Written instruction: Please write out the rows, beginning with the first one and stopping after the line that contains "(189, 134), (213, 156)". Leave the pictures out of your answer.

— start of Records shown —

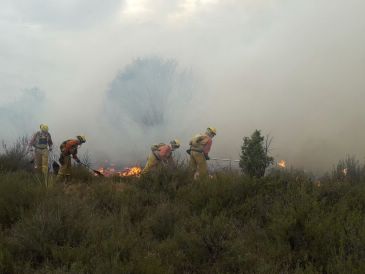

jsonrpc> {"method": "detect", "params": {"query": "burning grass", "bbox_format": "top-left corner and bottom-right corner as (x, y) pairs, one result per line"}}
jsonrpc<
(0, 166), (365, 273)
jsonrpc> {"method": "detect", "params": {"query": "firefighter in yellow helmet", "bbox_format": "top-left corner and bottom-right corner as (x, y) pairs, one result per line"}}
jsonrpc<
(187, 127), (217, 180)
(57, 135), (86, 181)
(29, 124), (53, 178)
(142, 139), (180, 174)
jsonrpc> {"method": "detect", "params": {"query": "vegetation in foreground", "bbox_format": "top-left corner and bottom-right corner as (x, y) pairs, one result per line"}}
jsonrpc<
(0, 137), (365, 274)
(0, 166), (365, 273)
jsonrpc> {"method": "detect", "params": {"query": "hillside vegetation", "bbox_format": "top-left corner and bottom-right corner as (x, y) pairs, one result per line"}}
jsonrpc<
(0, 140), (365, 274)
(0, 167), (365, 273)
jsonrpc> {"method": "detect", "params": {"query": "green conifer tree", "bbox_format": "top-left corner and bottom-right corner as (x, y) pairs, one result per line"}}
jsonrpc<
(239, 130), (274, 178)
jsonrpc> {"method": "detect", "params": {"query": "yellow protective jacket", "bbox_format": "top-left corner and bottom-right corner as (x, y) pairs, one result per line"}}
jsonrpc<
(189, 134), (213, 156)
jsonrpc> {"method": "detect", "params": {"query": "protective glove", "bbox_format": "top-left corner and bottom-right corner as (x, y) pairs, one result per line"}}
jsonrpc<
(58, 155), (65, 165)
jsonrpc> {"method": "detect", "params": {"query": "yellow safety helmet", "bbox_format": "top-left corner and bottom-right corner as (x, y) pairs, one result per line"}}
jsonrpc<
(39, 124), (48, 132)
(76, 135), (86, 144)
(207, 127), (217, 135)
(170, 139), (180, 148)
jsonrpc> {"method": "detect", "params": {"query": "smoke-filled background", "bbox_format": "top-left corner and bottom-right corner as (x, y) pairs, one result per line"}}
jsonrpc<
(0, 0), (365, 172)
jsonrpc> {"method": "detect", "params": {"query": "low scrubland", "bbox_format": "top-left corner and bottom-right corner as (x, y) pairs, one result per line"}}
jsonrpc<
(0, 140), (365, 273)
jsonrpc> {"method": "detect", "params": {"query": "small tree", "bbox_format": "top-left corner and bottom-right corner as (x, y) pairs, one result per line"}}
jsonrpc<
(240, 130), (274, 178)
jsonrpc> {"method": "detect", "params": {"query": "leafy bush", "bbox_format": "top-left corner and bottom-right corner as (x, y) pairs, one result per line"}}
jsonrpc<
(0, 167), (365, 273)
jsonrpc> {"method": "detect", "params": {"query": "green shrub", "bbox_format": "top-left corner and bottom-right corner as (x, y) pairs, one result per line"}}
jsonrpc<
(0, 167), (365, 273)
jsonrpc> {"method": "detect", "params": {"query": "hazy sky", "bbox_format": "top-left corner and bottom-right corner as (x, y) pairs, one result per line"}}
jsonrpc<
(0, 0), (365, 171)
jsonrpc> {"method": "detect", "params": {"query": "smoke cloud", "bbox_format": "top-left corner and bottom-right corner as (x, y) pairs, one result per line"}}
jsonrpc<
(0, 0), (365, 172)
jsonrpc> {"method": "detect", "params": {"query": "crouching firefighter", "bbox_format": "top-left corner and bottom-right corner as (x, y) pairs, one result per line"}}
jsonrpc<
(29, 124), (53, 178)
(186, 127), (217, 180)
(142, 140), (180, 174)
(57, 135), (86, 181)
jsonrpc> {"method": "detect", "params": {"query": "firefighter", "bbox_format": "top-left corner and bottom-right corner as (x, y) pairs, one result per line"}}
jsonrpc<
(57, 135), (86, 181)
(187, 127), (217, 180)
(142, 139), (180, 174)
(29, 124), (53, 178)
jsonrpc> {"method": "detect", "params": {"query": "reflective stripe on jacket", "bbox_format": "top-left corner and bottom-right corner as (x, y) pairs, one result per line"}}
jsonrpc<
(29, 131), (53, 149)
(189, 134), (213, 155)
(60, 139), (80, 159)
(151, 143), (172, 161)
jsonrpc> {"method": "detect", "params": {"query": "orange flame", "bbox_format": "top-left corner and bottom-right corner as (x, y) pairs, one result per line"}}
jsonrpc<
(98, 165), (142, 177)
(278, 160), (286, 168)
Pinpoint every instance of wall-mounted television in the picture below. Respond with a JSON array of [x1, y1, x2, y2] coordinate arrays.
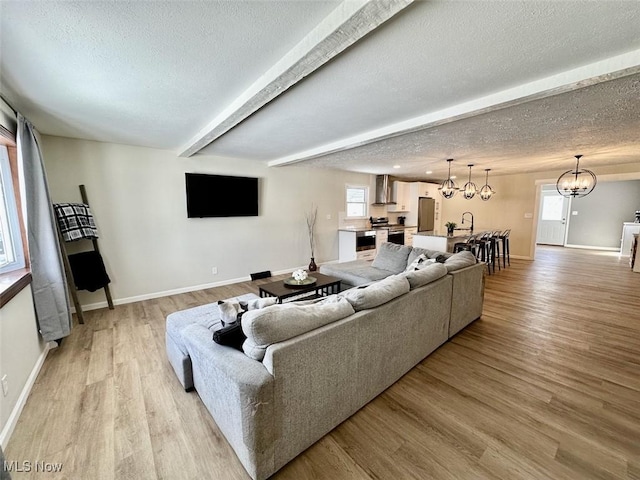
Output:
[[185, 173, 258, 218]]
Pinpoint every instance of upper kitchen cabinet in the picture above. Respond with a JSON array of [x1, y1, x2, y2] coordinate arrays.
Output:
[[387, 181, 411, 212]]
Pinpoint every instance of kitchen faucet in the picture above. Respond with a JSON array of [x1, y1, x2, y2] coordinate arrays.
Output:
[[462, 212, 473, 235]]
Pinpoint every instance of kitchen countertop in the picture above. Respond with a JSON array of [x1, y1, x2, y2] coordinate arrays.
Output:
[[338, 223, 417, 232], [416, 230, 470, 238]]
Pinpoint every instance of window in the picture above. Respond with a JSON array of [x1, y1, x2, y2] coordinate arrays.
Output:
[[346, 185, 369, 218], [0, 145, 25, 273]]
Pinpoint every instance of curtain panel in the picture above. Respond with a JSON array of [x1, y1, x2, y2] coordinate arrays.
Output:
[[17, 113, 71, 341]]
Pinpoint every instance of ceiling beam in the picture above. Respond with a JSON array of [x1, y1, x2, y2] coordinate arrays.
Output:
[[180, 0, 414, 157], [268, 50, 640, 167]]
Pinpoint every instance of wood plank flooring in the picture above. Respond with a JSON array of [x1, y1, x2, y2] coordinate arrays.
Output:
[[5, 247, 640, 480]]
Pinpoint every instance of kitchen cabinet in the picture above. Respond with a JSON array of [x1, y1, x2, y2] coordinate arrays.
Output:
[[404, 227, 418, 247], [387, 181, 411, 212]]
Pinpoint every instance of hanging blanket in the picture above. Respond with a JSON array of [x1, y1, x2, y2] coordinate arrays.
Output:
[[53, 203, 98, 242], [69, 251, 111, 292]]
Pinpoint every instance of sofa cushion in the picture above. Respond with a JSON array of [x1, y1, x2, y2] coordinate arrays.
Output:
[[405, 253, 444, 272], [444, 250, 478, 272], [371, 242, 411, 273], [403, 263, 447, 290], [342, 275, 409, 312], [213, 319, 247, 351], [320, 260, 394, 286], [407, 247, 452, 265], [242, 295, 354, 360]]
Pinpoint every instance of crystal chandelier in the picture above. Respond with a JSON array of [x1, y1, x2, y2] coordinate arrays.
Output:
[[556, 155, 598, 198], [480, 168, 496, 201], [462, 164, 478, 200], [438, 158, 460, 198]]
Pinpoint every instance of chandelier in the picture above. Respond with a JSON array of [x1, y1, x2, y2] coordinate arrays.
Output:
[[462, 164, 478, 200], [556, 155, 598, 198], [480, 168, 496, 201], [438, 158, 460, 198]]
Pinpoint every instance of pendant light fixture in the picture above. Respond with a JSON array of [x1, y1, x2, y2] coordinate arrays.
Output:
[[462, 164, 478, 200], [556, 155, 598, 198], [480, 168, 496, 201], [438, 158, 460, 198]]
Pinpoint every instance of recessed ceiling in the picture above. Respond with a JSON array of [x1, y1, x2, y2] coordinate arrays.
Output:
[[0, 0, 640, 178]]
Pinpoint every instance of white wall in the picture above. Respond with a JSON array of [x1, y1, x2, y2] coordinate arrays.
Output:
[[0, 286, 46, 447], [42, 135, 372, 305]]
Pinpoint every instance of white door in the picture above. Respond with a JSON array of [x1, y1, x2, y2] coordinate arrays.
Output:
[[536, 189, 569, 245]]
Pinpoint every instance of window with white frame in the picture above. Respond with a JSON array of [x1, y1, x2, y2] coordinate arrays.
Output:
[[346, 185, 369, 218], [0, 145, 25, 273]]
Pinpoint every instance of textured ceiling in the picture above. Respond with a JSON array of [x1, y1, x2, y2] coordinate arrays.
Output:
[[0, 0, 640, 179]]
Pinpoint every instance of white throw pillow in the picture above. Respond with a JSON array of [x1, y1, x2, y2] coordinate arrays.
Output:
[[405, 253, 436, 272]]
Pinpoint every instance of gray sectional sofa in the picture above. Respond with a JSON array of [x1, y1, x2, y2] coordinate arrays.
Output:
[[166, 247, 483, 480]]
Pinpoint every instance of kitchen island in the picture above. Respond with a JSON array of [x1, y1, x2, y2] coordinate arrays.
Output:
[[413, 231, 469, 252]]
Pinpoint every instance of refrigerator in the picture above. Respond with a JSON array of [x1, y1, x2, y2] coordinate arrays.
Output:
[[418, 197, 436, 232]]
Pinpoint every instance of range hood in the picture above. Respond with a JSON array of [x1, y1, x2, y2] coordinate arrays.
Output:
[[374, 175, 396, 205]]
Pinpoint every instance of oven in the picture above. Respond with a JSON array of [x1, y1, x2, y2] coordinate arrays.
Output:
[[356, 230, 376, 252], [387, 229, 404, 245]]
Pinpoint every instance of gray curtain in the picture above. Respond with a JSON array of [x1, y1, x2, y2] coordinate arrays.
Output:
[[17, 114, 71, 341]]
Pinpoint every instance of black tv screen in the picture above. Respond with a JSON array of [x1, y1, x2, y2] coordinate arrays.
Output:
[[185, 173, 258, 218]]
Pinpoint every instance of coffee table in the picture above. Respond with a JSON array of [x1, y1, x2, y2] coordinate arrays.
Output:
[[260, 272, 340, 303]]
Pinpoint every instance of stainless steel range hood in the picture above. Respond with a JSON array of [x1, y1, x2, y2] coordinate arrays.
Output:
[[373, 175, 396, 205], [373, 175, 396, 205]]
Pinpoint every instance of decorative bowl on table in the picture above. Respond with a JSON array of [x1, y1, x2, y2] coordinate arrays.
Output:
[[284, 269, 316, 288]]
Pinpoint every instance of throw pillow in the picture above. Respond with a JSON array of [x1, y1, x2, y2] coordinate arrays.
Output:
[[444, 250, 478, 272], [371, 242, 411, 273], [403, 263, 447, 290], [405, 253, 436, 272], [218, 297, 278, 326], [343, 275, 409, 312], [218, 300, 244, 327], [213, 321, 247, 351], [242, 295, 354, 361]]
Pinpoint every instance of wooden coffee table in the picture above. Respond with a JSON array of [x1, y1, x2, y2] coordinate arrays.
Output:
[[260, 272, 340, 303]]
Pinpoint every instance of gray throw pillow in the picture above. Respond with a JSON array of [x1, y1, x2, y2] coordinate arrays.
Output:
[[403, 263, 447, 290], [444, 250, 478, 272], [242, 295, 354, 361], [371, 242, 411, 273], [343, 275, 409, 312]]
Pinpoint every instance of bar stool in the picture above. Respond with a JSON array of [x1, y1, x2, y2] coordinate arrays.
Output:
[[498, 229, 511, 268], [491, 230, 502, 272]]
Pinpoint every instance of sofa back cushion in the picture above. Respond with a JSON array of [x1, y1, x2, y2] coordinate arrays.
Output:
[[342, 274, 409, 312], [371, 242, 411, 273], [407, 247, 453, 266], [242, 295, 354, 361], [403, 263, 447, 290], [444, 250, 478, 272]]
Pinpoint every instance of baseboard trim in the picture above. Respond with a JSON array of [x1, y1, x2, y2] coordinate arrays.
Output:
[[565, 243, 620, 252], [0, 343, 52, 450], [71, 262, 310, 313]]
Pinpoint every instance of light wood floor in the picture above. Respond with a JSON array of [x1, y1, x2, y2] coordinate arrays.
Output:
[[5, 248, 640, 480]]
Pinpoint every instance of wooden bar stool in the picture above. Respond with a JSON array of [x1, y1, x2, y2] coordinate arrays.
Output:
[[499, 229, 511, 268]]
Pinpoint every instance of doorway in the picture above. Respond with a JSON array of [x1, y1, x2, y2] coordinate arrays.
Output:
[[536, 185, 571, 246]]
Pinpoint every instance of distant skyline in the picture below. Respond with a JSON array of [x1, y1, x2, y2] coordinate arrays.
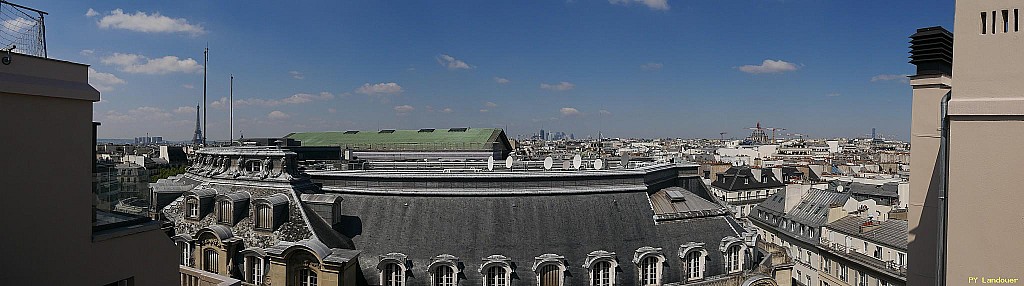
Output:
[[25, 0, 953, 140]]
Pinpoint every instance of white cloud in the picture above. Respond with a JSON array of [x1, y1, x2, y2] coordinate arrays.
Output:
[[266, 111, 292, 120], [871, 75, 910, 82], [739, 59, 798, 74], [99, 52, 203, 75], [394, 106, 416, 113], [355, 82, 402, 95], [437, 54, 473, 70], [608, 0, 671, 11], [89, 68, 125, 92], [103, 107, 172, 122], [2, 17, 36, 34], [174, 107, 196, 114], [640, 63, 664, 71], [541, 81, 575, 91], [95, 9, 206, 36]]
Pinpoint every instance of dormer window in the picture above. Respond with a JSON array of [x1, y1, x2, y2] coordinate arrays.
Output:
[[185, 198, 199, 219], [633, 247, 665, 286], [583, 250, 618, 286], [253, 194, 289, 232], [377, 253, 408, 286]]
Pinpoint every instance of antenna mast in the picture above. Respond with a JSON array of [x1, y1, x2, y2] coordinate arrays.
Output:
[[227, 74, 234, 145], [203, 43, 210, 145]]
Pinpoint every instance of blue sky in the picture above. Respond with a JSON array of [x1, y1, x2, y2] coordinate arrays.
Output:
[[17, 0, 953, 139]]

— end of Records shown —

Correct output:
jsonrpc> {"method": "detect", "params": {"query": "burning grass", "bbox_format": "top-left corner and bottom-right corner as (x, y) pairs, one result per line"}}
jsonrpc<
(0, 166), (365, 273)
jsonrpc> {"method": "detect", "params": {"query": "firefighter in yellow helmet", "bbox_format": "top-left corner and bottom-right corner as (x, y) pairs, one result per line"}}
jsonrpc<
(187, 127), (217, 180)
(57, 135), (86, 181)
(29, 124), (53, 178)
(142, 139), (180, 174)
jsonrpc> {"method": "detect", "params": {"query": "vegetation in foreground", "bbox_format": "top-left corner and bottom-right corner as (x, y) pairs, one result per line"}}
jsonrpc<
(0, 137), (365, 274)
(0, 166), (365, 273)
jsonrpc> {"method": "detect", "params": {"query": "hillside vegetation", "bbox_format": "top-left corner and bottom-right corner as (x, y) pairs, one result per line"}}
jsonrpc<
(0, 140), (365, 274)
(0, 167), (365, 273)
jsonrpc> {"method": "detect", "params": {"query": "green conifer tree", "bbox_format": "top-left corner and bottom-right corner as (x, y) pairs, one result per line"}}
jsonrpc<
(239, 130), (274, 178)
jsonrpc> {"method": "detect", "params": {"query": "yellow protective jacket", "bbox_format": "top-left corner and bottom-right corner as (x, y) pairs, one result per line"}}
jsonrpc<
(189, 134), (213, 156)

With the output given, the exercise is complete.